- Задания:
• a. Объясните, почему, согласно стихотворению А.К. Толстого из отрывка о славянофилах и западниках, нет ничего «слюнявее и плюгавее» русского безбожия и православия. Ответ дайте в одном–трёх предложениях.
• b. Выведите из отрывка о славянофилах и западниках без изменений всё, начиная со слов «Столь же трогательное» и до слов «сходятся в неопрятности.».

- Исходный текст:

★ ★ ★ ★

Столь же трогательное единение «непримиримые оппоненты» выказывали, портя отношения России с ее единственным надежным союзником в Европе и, кстати, наиболее близким родичем славян по крови – немцами. Короче говоря, сравнивший западников-прогрессистов и славянофилов с двухголовым византийским мутантом был насквозь прав. А замечательный русский поэт А.К. Толстой высказался по этому поводу и вовсе исчерпывающим образом:
Идут славянофилы и нигилисты,
У тех и у других ногти нечисты,
Ибо, хотя они не сходятся в теории вероятности,
Но сходятся в неопрятности.
И оттого нет ничего слюнявее и плюгавее
Русского безбожия и православия8.

★ ★ ★ ★

Сохранённые записи из коллекции:
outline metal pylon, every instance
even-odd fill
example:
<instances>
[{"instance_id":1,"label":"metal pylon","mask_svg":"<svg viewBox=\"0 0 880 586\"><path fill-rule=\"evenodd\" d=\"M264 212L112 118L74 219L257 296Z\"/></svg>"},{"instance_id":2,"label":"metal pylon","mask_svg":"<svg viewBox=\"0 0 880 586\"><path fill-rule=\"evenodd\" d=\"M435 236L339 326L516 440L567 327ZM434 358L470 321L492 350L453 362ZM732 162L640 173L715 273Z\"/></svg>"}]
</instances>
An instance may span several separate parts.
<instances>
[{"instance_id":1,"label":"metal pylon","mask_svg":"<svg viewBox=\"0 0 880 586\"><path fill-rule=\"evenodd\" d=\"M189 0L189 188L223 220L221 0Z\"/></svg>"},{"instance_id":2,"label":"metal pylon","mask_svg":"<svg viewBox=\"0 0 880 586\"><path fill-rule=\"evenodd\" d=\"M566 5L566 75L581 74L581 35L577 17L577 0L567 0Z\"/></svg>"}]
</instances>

★ ★ ★ ★

- Решения по заданиям:
• a. Причина в том, что у славянофилов и нигилистов одинаково нечисты ногти. Они не сходятся в теории вероятности, но сходятся в неопрятности.

• b.
Столь же трогательное единение «непримиримые оппоненты» выказывали, портя отношения России с ее единственным надежным союзником в Европе и, кстати, наиболее близким родичем славян по крови – немцами. Короче говоря, сравнивший западников-прогрессистов и славянофилов с двухголовым византийским мутантом был насквозь прав. А замечательный русский поэт А.К. Толстой высказался по этому поводу и вовсе исчерпывающим образом:
Идут славянофилы и нигилисты,
У тех и у других ногти нечисты,
Ибо, хотя они не сходятся в теории вероятности,
Но сходятся в неопрятности.